Aim: Identify every line of the material below that contains the word "defending", matching case, and copy each of those lines in full.

— START OF Source material —

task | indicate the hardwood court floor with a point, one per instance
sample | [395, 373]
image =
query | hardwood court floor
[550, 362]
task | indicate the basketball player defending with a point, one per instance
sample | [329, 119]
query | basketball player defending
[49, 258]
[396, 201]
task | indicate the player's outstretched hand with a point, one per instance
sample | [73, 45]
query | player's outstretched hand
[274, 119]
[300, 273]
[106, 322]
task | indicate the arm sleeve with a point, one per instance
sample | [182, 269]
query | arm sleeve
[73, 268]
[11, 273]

— END OF Source material —
— START OF Source material —

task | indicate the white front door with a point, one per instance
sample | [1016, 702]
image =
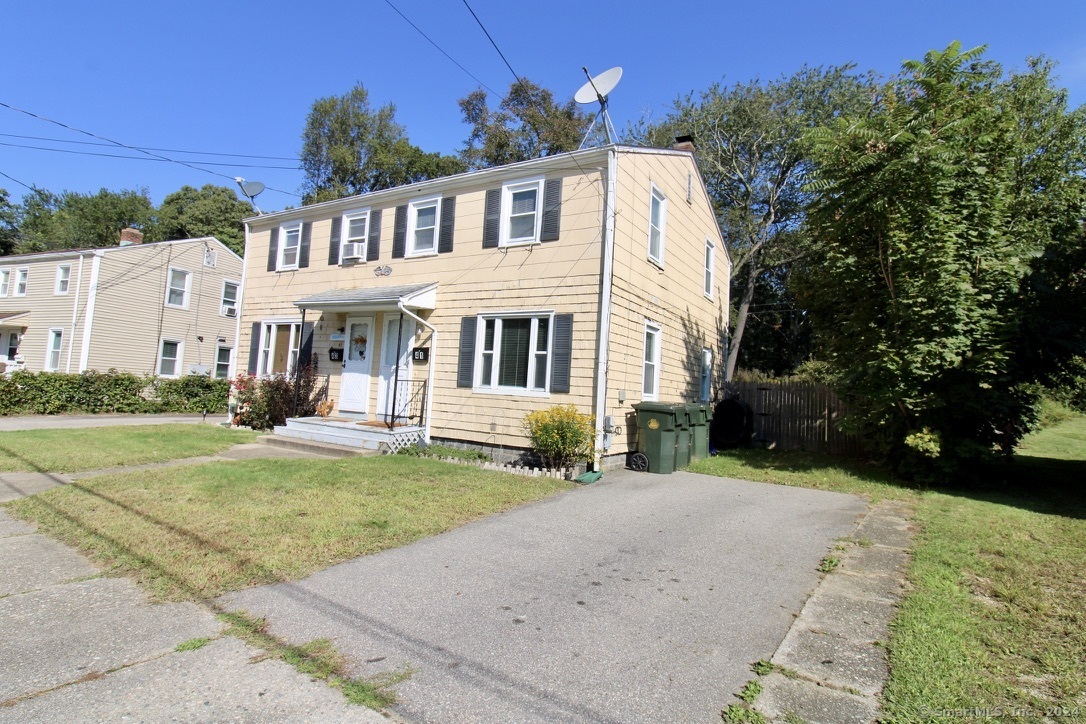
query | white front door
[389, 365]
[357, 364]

— END OF Source material —

Result for this task:
task | indicate the basketball player defending with a point, one per instance
query | basketball player defending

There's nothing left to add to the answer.